- [Tarea 1]: Por favor, enumera las personas que aparecen con nombre y apellido en el texto sobre la renuncia de Benedicto XVI.
- [Tarea 2]: Retoma el texto sobre la renuncia de Benedicto XVI justo después de su última oración.

- [Texto]:
↓↓↓

Benedicto XVI afronta su última semana apelando a la unidad eclesial

papa Benedicto XVI último encuentro con sacerdotes de Roma

El Papa recibe apabullantes muestras de cariño y gratitud


ANTONIO PELAYO. ROMA | Joseph Ratzinger, después del impacto mundial creado por el anuncio insospechado de su renuncia y de las emociones que este hecho le haya causado a él personalmente, dispone, con los ejercicios espirituales de Cuaresma (que este año predica el cardenal Gianfranco Ravasi), de un paréntesis de tranquilidad y sosiego para reflexionar y orar mientras algunos de sus colaboradores están preparando el traslado de sus enseres personales –libros, fundamentalmente–, primero a Castel Gandolfo y luego al monasterio Mater Ecclesiae, dentro de los jardines vaticanos. Esta será la agenda de sus últimos días.


Nada más acabar los ejercicios espirituales, Benedicto XVI recibirá, a las once y media del sábado 23, la visita del presidente de la República Italiana, Giorgio Napolitano, en el curso de la cual, estos dos ancianos que han establecido a lo largo de estos ocho años una sólida amistad, se despedirán no sin cierta nostalgia.

El domingo 24, el Santo Padre acudirá por última vez, a la hora del Angelus, al encuentro con los fieles agrupados en la Plaza de San Pedro, y el lunes recibirá separadamente a todos los cardenales que quieran manifestarle sus sentimientos antes de despedirse. El martes, como es habitual, no habrá actos públicos, y el miércoles, en San Pedro, tendrá lugar la audiencia general, a la que está previsto que asistan muchas decenas de millares de fieles y el cuerpo diplomático acreditado ante la Santa Sede. El jueves, como es sabido, finaliza este pontificado que no ha llegado a los ocho años.

Oleada de afecto en su primera aparición

Entremos ahora en la narración de la semana posterior a la renuncia que dejó a la Curia noqueada y a la opinión pública mundial planteándose muchos interrogantes.


El miércoles 13, el Aula Pablo VI estaba no llena, sino repleta hasta rebosar, sin que hubiera quedado un puesto libre entre los más de 8.000 con que cuenta la sala construida por el arquitecto Nervi. La atmósfera era electrizante y las gentes, entre cantos y vítores, miraban a sus relojes esperando que llegasen las diez y media, hora en que normalmente el Papa hace su entrada en el aula, despertando una oleada de aplausos. La de esa mañana superó con creces lo habitual y el Papa, con paso incierto y llenos los ojos de emoción, recorrió las decenas de metros que le conducían hasta su sillón.

↑↑↑

- [Datos en bruto]:
↓↓↓

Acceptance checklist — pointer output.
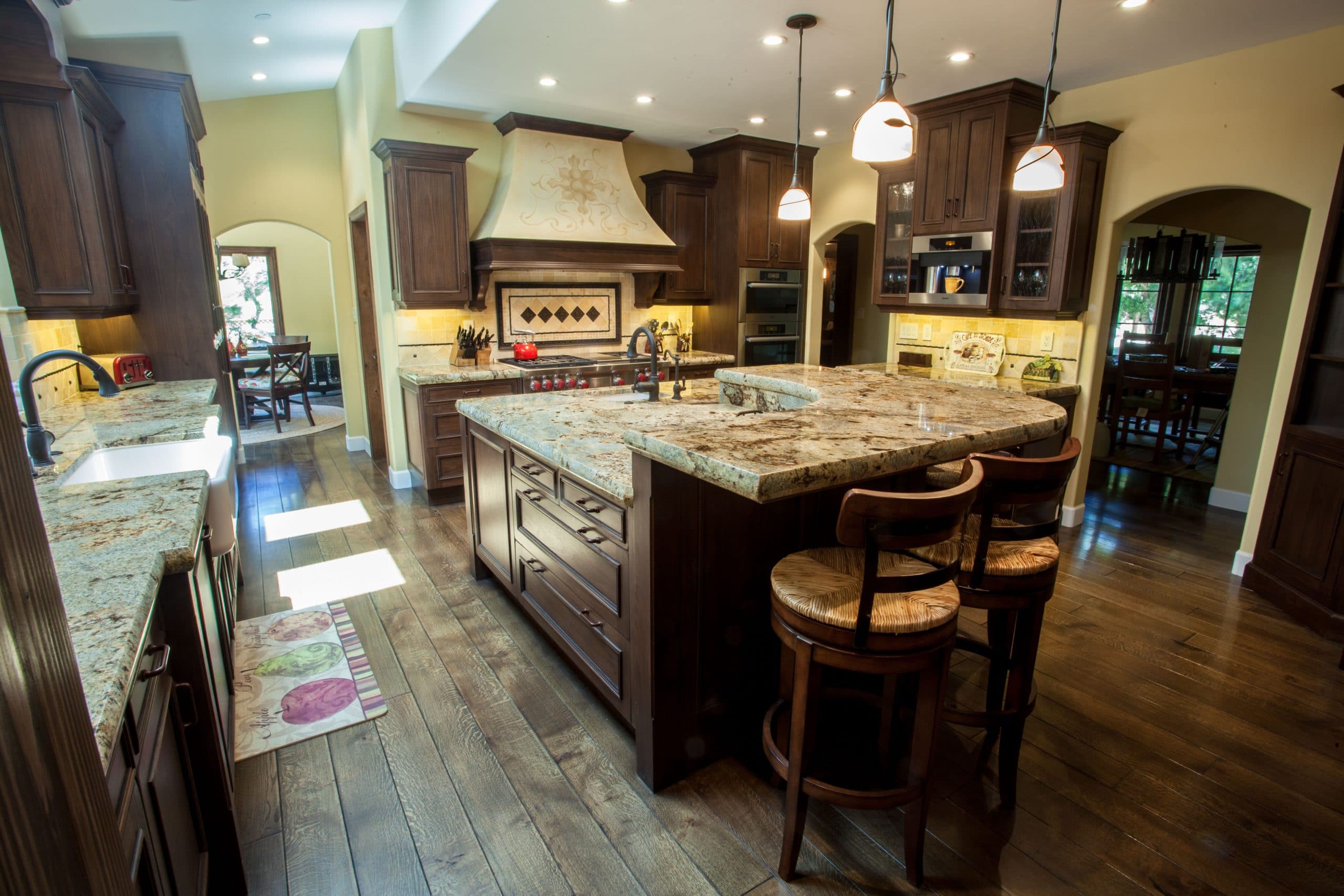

↑↑↑

- [Respuesta 1]:
- Antonio Pelayo
- Joseph Ratzinger
- Gianfranco Ravasi
- Giorgio Napolitano

- [Respuesta 2]:
“Queridos hermanos y hermanas”… Con estas palabras intentó iniciar su alocución, pero fue interrumpido por los aplausos, a los que respondió con un “¡Gracias por vuestra simpatía!”.

“Como sabéis –prosiguió–, he decidido renunciar al ministerio que el Señor me confió el 19 de abril de 2005. Lo he hecho con plena libertad por el bien de la Iglesia, tras haber orado durante mucho tiempo y haber examinado mi conciencia ante Dios, muy consciente de la importancia de este acto, pero también, al mismo tiempo, de no estar ya en condiciones de desempeñar el ministerio petrino con la fuerza que este requiere. Me sostiene y me ilumina la certeza de que la Iglesia es de Cristo, que no dejará de guiarla y cuidarla. Agradezco a todos el amor y la plegaria con la que me habéis acompañado. Gracias. En estos días nada fáciles para mí, he sentido casi físicamente la fuerza que me da la oración, el amor de la Iglesia, vuestra oración. Seguid rezando por mí, por la Iglesia, por el próximo Papa. El Señor nos guiará”.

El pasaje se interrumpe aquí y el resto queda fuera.